Task directions: The records below are to be restated word for word, with every picture left out.

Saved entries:
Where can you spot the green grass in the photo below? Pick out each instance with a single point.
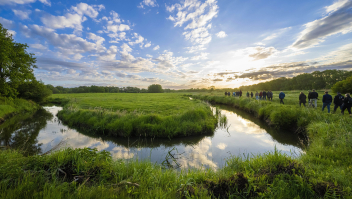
(86, 173)
(328, 156)
(324, 171)
(147, 115)
(14, 106)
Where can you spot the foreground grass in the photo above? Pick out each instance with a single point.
(86, 173)
(10, 107)
(330, 135)
(147, 115)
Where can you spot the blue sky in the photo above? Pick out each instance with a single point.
(180, 44)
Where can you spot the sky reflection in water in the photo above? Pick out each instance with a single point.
(244, 134)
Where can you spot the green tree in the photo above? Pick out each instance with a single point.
(16, 64)
(34, 90)
(155, 88)
(344, 86)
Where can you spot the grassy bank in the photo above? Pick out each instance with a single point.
(328, 154)
(86, 173)
(9, 107)
(147, 115)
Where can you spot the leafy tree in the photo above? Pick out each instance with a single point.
(155, 88)
(344, 86)
(16, 64)
(34, 90)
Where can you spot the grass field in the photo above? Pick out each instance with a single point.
(328, 154)
(137, 114)
(324, 171)
(9, 107)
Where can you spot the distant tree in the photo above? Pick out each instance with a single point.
(16, 64)
(344, 86)
(34, 90)
(155, 88)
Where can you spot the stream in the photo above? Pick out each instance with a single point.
(243, 135)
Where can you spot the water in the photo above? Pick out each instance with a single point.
(244, 134)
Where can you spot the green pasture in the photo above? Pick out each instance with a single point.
(13, 106)
(159, 103)
(137, 114)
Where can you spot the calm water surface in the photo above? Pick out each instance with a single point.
(244, 134)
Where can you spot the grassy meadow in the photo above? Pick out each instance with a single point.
(14, 106)
(324, 170)
(137, 114)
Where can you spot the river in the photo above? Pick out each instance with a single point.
(243, 135)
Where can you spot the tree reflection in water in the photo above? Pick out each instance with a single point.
(21, 131)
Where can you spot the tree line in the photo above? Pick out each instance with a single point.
(154, 88)
(306, 81)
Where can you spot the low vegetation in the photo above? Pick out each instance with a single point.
(10, 107)
(147, 115)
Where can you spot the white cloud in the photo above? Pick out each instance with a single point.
(167, 61)
(6, 23)
(276, 34)
(156, 47)
(46, 2)
(22, 14)
(96, 38)
(198, 15)
(151, 3)
(147, 45)
(38, 46)
(66, 43)
(11, 32)
(256, 53)
(117, 28)
(9, 2)
(193, 49)
(74, 18)
(125, 48)
(221, 34)
(339, 20)
(222, 146)
(139, 39)
(201, 56)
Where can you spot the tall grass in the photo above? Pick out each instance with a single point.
(328, 156)
(13, 106)
(86, 173)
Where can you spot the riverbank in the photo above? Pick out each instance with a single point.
(328, 154)
(138, 115)
(11, 107)
(86, 173)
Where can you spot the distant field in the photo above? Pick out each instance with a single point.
(160, 103)
(291, 97)
(137, 114)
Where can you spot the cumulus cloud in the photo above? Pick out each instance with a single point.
(198, 16)
(201, 56)
(338, 20)
(38, 46)
(66, 43)
(151, 3)
(139, 40)
(6, 23)
(22, 14)
(147, 45)
(167, 61)
(46, 2)
(221, 34)
(256, 53)
(9, 2)
(156, 47)
(276, 34)
(74, 18)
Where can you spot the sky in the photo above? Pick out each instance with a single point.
(180, 43)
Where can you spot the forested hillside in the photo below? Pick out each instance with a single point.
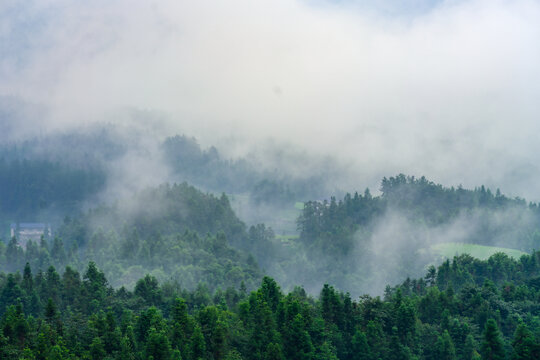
(464, 309)
(173, 231)
(364, 240)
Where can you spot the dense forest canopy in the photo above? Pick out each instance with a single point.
(464, 309)
(171, 271)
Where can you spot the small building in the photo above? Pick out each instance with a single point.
(29, 231)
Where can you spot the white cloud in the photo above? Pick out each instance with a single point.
(449, 92)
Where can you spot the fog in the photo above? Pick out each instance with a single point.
(446, 89)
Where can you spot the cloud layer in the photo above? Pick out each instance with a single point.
(446, 89)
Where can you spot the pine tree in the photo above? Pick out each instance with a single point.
(492, 345)
(524, 344)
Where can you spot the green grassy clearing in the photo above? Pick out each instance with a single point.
(450, 249)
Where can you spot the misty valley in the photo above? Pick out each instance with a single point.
(221, 258)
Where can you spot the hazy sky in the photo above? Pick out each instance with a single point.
(446, 89)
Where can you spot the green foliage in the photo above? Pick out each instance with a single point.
(89, 319)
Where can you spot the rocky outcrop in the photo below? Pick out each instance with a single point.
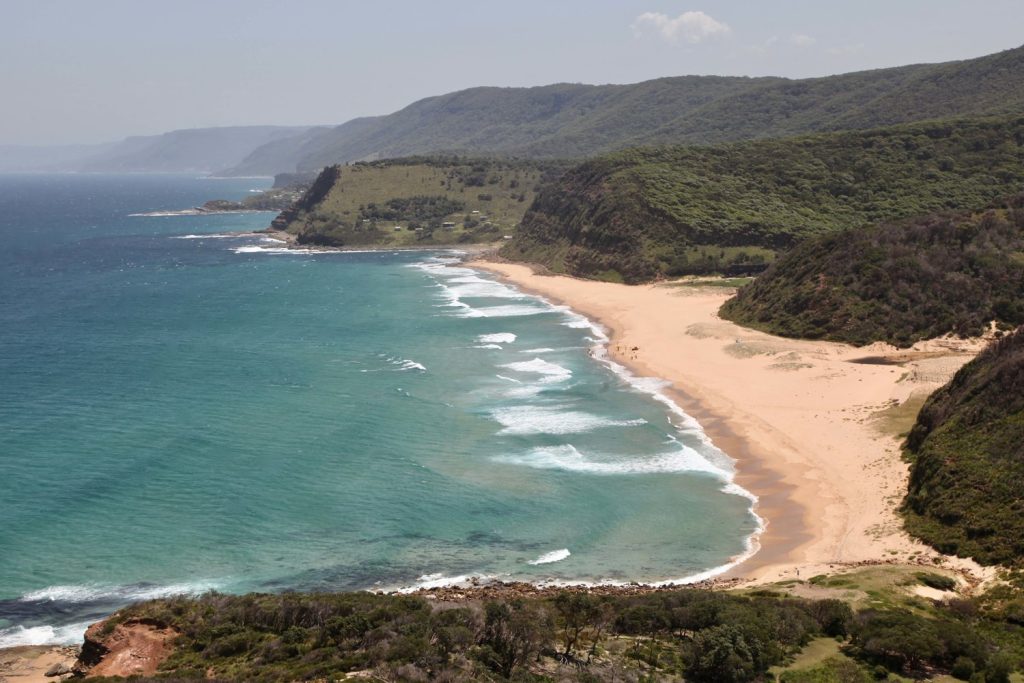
(134, 647)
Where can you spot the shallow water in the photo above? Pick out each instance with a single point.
(182, 411)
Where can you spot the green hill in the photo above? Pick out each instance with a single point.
(643, 214)
(897, 283)
(576, 120)
(414, 202)
(967, 478)
(863, 626)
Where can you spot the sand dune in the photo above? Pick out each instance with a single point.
(814, 426)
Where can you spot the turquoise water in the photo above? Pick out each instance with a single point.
(181, 413)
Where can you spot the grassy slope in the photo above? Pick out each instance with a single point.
(573, 120)
(899, 283)
(845, 628)
(337, 216)
(647, 213)
(967, 478)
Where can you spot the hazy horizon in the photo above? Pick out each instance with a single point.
(86, 74)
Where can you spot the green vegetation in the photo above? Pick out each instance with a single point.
(900, 283)
(414, 202)
(967, 449)
(652, 213)
(879, 631)
(576, 121)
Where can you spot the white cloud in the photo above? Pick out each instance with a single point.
(847, 49)
(691, 27)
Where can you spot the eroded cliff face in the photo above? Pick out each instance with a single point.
(135, 647)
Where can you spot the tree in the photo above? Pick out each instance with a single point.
(724, 654)
(513, 633)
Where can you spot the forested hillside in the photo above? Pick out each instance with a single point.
(576, 121)
(879, 627)
(967, 450)
(414, 202)
(900, 283)
(648, 213)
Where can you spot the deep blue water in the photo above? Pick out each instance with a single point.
(178, 414)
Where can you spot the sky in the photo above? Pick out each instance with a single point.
(95, 71)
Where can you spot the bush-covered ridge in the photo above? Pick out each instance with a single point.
(705, 636)
(414, 202)
(644, 214)
(900, 283)
(967, 449)
(573, 120)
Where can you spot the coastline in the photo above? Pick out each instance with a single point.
(813, 433)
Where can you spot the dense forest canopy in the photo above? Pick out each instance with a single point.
(967, 450)
(650, 213)
(900, 283)
(568, 120)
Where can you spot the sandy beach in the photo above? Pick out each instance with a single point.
(814, 426)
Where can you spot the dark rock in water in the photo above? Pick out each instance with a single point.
(59, 669)
(221, 205)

Solution for this task:
Where can you spot the green grass in the photo below? Pick out each instance with a single point.
(86, 173)
(328, 156)
(324, 171)
(147, 115)
(14, 106)
Where can you spot the foreground grass in the photo above? Pick out each instance with a single point.
(86, 173)
(10, 107)
(330, 135)
(147, 115)
Where can you spot the blue sky in the photo above? Pick out each instance with a single point.
(180, 44)
Where can you spot the sky reflection in water in the photo above? Pick out each instance with a single point.
(244, 134)
Where can you spot the green tree in the photo above? Pick out each instance with a single point.
(16, 64)
(34, 90)
(155, 88)
(344, 86)
Where can you spot the grassy bank in the photo above? Pick out each instance with a single point.
(328, 154)
(86, 173)
(9, 107)
(147, 115)
Where can you spot the leafy tree in the photo above? Pick out each instance with a single point.
(155, 88)
(344, 86)
(16, 64)
(34, 90)
Where can you spot the grass field in the photo above? Pick out each instance with a single point.
(328, 154)
(137, 114)
(324, 171)
(9, 107)
Where can you spot the distant tree in the photo above? Pick out each instance with a single point.
(16, 64)
(344, 86)
(34, 90)
(155, 88)
Where can you spot the stream in the photo above? Pick out each instance with a single point.
(243, 135)
Where can you spot the water in the photo above? Pick out each instance with a single point.
(244, 134)
Where can you spot the green pasture in the photo above? Pick out each instance with a single point.
(13, 106)
(159, 103)
(137, 114)
Where can you spot the calm water surface in the photo above? Pick out each instance with a single point.
(244, 134)
Where can you spot the grassy meadow in the photo above? Pick out each instance with a single point.
(14, 106)
(324, 170)
(137, 114)
Where can you spot the river in the photo above? Pick out each instance with a single point.
(243, 135)
Where can you spot the tree reflection in water in the photo above? Pick out each instance with a single point.
(21, 131)
Where can you spot the tree line in the photo above? Pick out each instance with a single point.
(154, 88)
(306, 81)
Where can you spot the low vegetation in the photo above? Pick out each instance with a single point.
(10, 107)
(147, 115)
Where can you spot the white cloud in the photo above? Pick out each instance with a single point.
(167, 61)
(6, 23)
(276, 34)
(156, 47)
(46, 2)
(22, 14)
(96, 38)
(198, 15)
(151, 3)
(147, 45)
(38, 46)
(66, 43)
(11, 32)
(256, 53)
(117, 28)
(9, 2)
(193, 49)
(74, 18)
(125, 48)
(221, 34)
(339, 20)
(222, 146)
(139, 39)
(201, 56)
Where can you spot the tall grass in the photo above? Pick out each instance with a single point.
(328, 156)
(13, 106)
(86, 173)
Where can you spot the riverbank in the photo above? Pick out each instance with a single point.
(328, 154)
(138, 115)
(11, 107)
(86, 173)
Where can you spot the distant field in the photo above? Pick out each instance with a single point.
(160, 103)
(291, 97)
(137, 114)
Where can you spot the cumulus cloud in the photo above? Pick out each instance with a single point.
(198, 16)
(201, 56)
(338, 20)
(38, 46)
(66, 43)
(151, 3)
(139, 40)
(6, 23)
(22, 14)
(147, 45)
(167, 61)
(46, 2)
(221, 34)
(256, 53)
(9, 2)
(156, 47)
(276, 34)
(74, 18)
Where can you spot the sky in the photo above? Pick out each instance with a single point.
(180, 43)
Where can you spot the forested hillside in the photo below? Pick out each instance with a single point.
(464, 309)
(173, 231)
(364, 240)
Where can you spot the dense forest canopy in the photo above? Pick out each instance with a single point.
(464, 309)
(171, 271)
Where can you spot the small building in the photo above? Pick out each instance with a single point.
(29, 231)
Where can you spot the white cloud in the photo above? Pick out each instance with a single point.
(449, 92)
Where can you spot the fog in the photo above? Pick out each instance with a single point.
(446, 89)
Where can you spot the cloud layer in the photo above? Pick out each instance with a single point.
(446, 89)
Where can you spot the pine tree in the photo above? Pick out each instance with a single point.
(492, 345)
(524, 344)
Where can you spot the green grassy clearing in the photo above? Pick out each instance with a single point.
(450, 249)
Where can you spot the misty valley in the photo above? Pick out each instance with a single point.
(221, 258)
Where can you spot the hazy sky in the photo above? Pick out each instance with a single point.
(446, 89)
Where can you spot the green foliage in the photo above? Pick out each instance with a single point.
(89, 319)
Where can you spot the rocky outcrop in the photo below? Pick out each instance with a single point.
(134, 647)
Where can you spot the shallow water in the photo above? Pick out each instance with a single point.
(182, 411)
Where can you spot the green hill in the photo above? Pick out each instance with a single point.
(643, 214)
(897, 283)
(576, 120)
(414, 202)
(967, 478)
(863, 626)
Where can you spot the sand dune in the photo above? Pick out each instance with a single point.
(814, 426)
Where can you spot the turquoise water in the photo above? Pick out each instance with a single point.
(181, 413)
Where can you spot the grassy slope in the photo above? Pick out each instance with a single point.
(573, 120)
(899, 283)
(845, 628)
(337, 216)
(647, 213)
(967, 478)
Where can you spot the hazy horizon in the photo above? Pick out each instance with a single point.
(86, 74)
Where can you spot the green vegetation in the photo above? Pick out each instance with a single point.
(900, 283)
(414, 202)
(967, 449)
(652, 213)
(879, 631)
(576, 121)
Where can you spot the white cloud in the photo above? Pick out each instance with a single point.
(847, 49)
(691, 27)
Where can you spot the eroded cliff face in the photo above? Pick out each instance with a single point.
(135, 647)
Where can you spot the tree in the photo above? Pick out each instance with a single point.
(724, 654)
(513, 633)
Where can you spot the forested hillside in the photo above? Pick out each instance with a single point.
(576, 121)
(879, 627)
(967, 450)
(414, 202)
(900, 283)
(648, 213)
Where can you spot the deep blue water in the photo above? Pick out each instance with a single point.
(178, 414)
Where can you spot the sky in the photo above? Pick out each instance with a single point.
(95, 71)
Where can you spot the bush-covered ridge in the photo above? Pick out each instance with a single point.
(705, 636)
(414, 202)
(644, 214)
(900, 283)
(967, 449)
(573, 120)
Where can you spot the coastline in the photo above? Pick out each instance with a single point.
(813, 433)
Where can you spot the dense forest canopy in the photo above? Pick out each instance with a single point.
(967, 450)
(650, 213)
(900, 283)
(568, 120)
Where can you spot the sandy beach in the photo above? Pick out each instance with a single point.
(814, 426)
Where can you spot the dark rock in water in the photo above? Pick out each instance with a single point.
(59, 669)
(221, 205)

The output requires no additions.